◆ **Instrução a**
Liste todos os artigos da Lei 10.406 de 10 de janeiro de 2002 que ganham nova redação no texto sobre a sucessão do cônjuge e do companheiro.

Confere tratamento único na sucessão hereditária do cônjuge e do companheiro.

O Congresso Nacional decreta:

Art. 1º. Esta lei regula a sucessão do cônjuge e do companheiro, alterando as disposições da Lei 10.406 de 10 de janeiro de 2002.

Art. 2º. O art. 1.829 da Lei 10.406 de 10 de janeiro de 2002 passa a vigorar com a seguinte redação:

"Art. 1.829. A sucessão legítima defere-se na ordem seguinte:

I – aos descendentes, em concorrência com o cônjuge ou o companheiro sobrevivente, salvo se existirem bens comuns entre qualquer destes e o falecido, decorrentes de comunhão ou condomínio;

II – aos ascendentes, em concorrência com o cônjuge ou o companheiro sobrevivente;

III – ao cônjuge ou ao companheiro sobrevivente;

IV – aos colaterais".

Art. 3º. O art. 1.831 da Lei 10.406 de 10 de janeiro de 2002 passa a vigorar com a seguinte redação:

"Art. 1.831. Ao cônjuge ou ao companheiro sobrevivente, qualquer que seja o regime de bens, será assegurado, sem prejuízo da participação que lhe caiba na herança, o direito real de habitação, relativamente ao imóvel destinado à residência da família, desde que seja o único desta natureza a inventariar, quando houver bens imóveis comuns entre os consortes ou o sobrevivente for herdeiro; não havendo ditos bens comuns, ou não sendo o cônjuge ou o companheiro supérstites herdeiros, o direito real de habitação incidirá sobre o imóvel que era destinado à residência da família, independentemente do número de imóveis presentes no acervo hereditário."

Art. 4º. O artigo 1.832 da Lei 10.406 de 10 de janeiro de 2002 passa a vigorar com a seguinte redação:

"Art. 1.832. Em concorrência com os descendentes (art. 1.829, I) caberá ao cônjuge ou ao companheiro quinhão igual ao dos que sucederem por cabeça, não podendo a sua quota ser inferior à quarta parte da herança, sendo ou não ascendente de todos os herdeiros com que concorrer."

Art. 5º. O artigo 1.836 da Lei 10.406 de 10 de janeiro de 2002 passa a vigorar com a seguinte redação:

"Art. 1.836. Na falta de descendentes, são chamados à sucessão os ascendentes em concorrência com o cônjuge ou o companheiro sobrevivente."

Art. 6º. O artigo 1.837 da Lei 10.406 de 10 de janeiro de 2002 passa a vigorar com a seguinte redação:

"Art. 1.837. Concorrendo com ambos os ascendentes em primeiro grau, ao cônjuge ou ao companheiro tocará um terço da herança; caber-lhe-á a metade desta se houver um só ascendente, independentemente do grau, ou se concorrer com ascendentes em grau superior ao primeiro".

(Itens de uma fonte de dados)

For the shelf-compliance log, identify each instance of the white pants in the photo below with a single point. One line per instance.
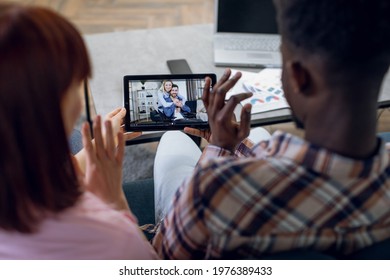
(176, 157)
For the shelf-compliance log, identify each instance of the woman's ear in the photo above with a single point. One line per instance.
(299, 77)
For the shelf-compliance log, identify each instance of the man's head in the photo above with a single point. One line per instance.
(174, 90)
(329, 44)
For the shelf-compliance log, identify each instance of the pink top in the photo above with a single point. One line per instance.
(89, 230)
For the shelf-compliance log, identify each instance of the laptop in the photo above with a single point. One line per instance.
(149, 109)
(246, 34)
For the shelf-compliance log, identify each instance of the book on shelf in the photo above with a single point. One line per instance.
(266, 87)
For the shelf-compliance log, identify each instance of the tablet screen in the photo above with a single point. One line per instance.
(165, 102)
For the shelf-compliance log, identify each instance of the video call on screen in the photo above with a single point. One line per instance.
(247, 16)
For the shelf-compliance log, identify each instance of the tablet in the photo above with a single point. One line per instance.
(165, 102)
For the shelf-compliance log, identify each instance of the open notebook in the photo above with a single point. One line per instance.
(266, 87)
(246, 34)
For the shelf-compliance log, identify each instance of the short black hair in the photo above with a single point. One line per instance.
(346, 31)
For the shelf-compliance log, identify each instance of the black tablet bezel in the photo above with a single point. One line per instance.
(159, 126)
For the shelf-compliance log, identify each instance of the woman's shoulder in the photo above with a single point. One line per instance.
(91, 229)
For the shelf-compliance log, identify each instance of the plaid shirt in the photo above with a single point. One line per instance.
(279, 195)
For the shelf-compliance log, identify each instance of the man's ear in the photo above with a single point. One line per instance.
(299, 77)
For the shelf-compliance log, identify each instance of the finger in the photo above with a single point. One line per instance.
(131, 135)
(206, 92)
(225, 76)
(231, 104)
(110, 141)
(97, 130)
(121, 148)
(216, 88)
(87, 142)
(245, 126)
(220, 94)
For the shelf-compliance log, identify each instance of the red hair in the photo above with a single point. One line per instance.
(41, 55)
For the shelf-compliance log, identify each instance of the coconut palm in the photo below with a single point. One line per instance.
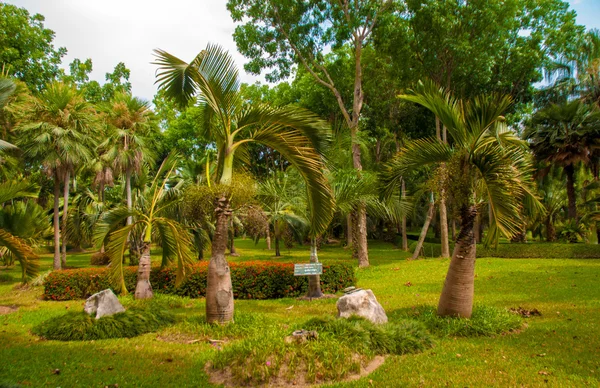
(11, 243)
(151, 217)
(482, 155)
(232, 123)
(563, 135)
(56, 128)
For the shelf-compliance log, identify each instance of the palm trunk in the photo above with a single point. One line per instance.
(219, 291)
(63, 258)
(570, 171)
(143, 288)
(361, 237)
(404, 234)
(128, 193)
(430, 213)
(457, 294)
(56, 223)
(314, 281)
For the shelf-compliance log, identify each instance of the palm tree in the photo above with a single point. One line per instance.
(297, 134)
(13, 244)
(55, 128)
(482, 153)
(562, 135)
(152, 218)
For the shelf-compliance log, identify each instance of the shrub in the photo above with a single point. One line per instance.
(251, 280)
(99, 258)
(536, 250)
(485, 321)
(79, 326)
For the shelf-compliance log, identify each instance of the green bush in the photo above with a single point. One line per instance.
(485, 321)
(533, 250)
(79, 326)
(251, 280)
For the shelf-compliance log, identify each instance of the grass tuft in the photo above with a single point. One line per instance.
(485, 321)
(79, 326)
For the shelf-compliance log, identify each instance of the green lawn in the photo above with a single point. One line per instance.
(561, 348)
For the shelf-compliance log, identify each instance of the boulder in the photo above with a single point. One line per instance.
(362, 303)
(102, 304)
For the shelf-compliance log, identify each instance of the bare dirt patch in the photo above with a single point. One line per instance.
(282, 379)
(7, 309)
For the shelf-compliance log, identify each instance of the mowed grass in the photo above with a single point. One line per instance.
(561, 348)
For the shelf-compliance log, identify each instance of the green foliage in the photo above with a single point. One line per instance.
(80, 326)
(251, 280)
(485, 321)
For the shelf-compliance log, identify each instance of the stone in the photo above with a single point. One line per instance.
(362, 303)
(103, 303)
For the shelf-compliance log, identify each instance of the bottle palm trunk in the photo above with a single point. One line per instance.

◆ **Instrução b**
Transcreva literalmente as linhas da listagem a partir da que contém "of the stone" até o fim da listagem, incluindo a primeira e a última.

◆ **Resposta do exercício a**
Art. 1.829
Art. 1.831
Art. 1.832
Art. 1.836
Art. 1.837

◆ **Resposta do exercício b**
For the shelf-compliance log, identify each instance of the stone in the photo above with a single point. One line per instance.
(362, 303)
(103, 303)
For the shelf-compliance log, identify each instance of the bottle palm trunk in the photo above with a single point. One line per instance.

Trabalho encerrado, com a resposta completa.